Shape boundary entries
■ ■ ■ ■ ■ ■ ■
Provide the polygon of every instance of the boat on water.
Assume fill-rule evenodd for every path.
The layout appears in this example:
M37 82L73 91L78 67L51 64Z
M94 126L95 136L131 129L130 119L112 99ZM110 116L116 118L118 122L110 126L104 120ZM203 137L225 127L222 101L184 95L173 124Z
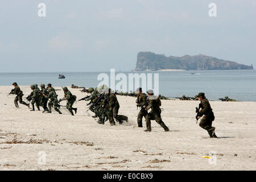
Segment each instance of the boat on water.
M65 78L65 76L63 74L59 74L59 78Z

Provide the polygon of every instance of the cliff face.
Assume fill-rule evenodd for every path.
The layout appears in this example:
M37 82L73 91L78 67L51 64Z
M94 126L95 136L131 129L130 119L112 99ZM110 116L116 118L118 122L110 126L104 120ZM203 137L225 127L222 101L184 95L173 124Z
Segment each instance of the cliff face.
M140 52L138 53L135 71L150 69L253 69L253 67L238 64L233 61L218 59L203 55L185 55L182 57L158 55L151 52Z

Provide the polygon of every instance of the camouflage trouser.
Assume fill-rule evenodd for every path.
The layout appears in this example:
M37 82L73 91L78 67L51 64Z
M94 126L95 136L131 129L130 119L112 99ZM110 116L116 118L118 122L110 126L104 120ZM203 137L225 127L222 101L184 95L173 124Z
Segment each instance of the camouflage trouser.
■ ■ ■ ■ ■ ■ ■
• _WRITTEN REQUEST_
Can you return everything from the line containing "Provide the polygon of every instance of the cliff" down to the end of the records, including both of those ends, reproduced line for line without any change?

• _WORKED ANSWER_
Provide the polygon of every instance of the cliff face.
Assume fill-rule evenodd for every path.
The layout appears in this example:
M37 82L73 91L78 67L51 64Z
M94 126L95 136L131 129L130 119L112 99ZM110 116L116 118L118 122L110 126L104 120ZM203 137L225 127L222 101L184 95L173 124Z
Segment each instance of the cliff face.
M140 52L138 53L135 71L150 69L253 69L253 67L238 64L233 61L218 59L203 55L185 55L182 57L158 55L151 52Z

Provide the polygon of every instance of the camouflage trouser.
Assume fill-rule evenodd for every path.
The layout appears in this example:
M37 82L73 91L78 67L51 64Z
M94 126L95 136L131 129L130 119L112 99ZM110 116L116 118L118 122L110 126L104 120ZM203 137L225 127L222 101L184 95L173 124Z
Segment each instance of the camouflage trouser.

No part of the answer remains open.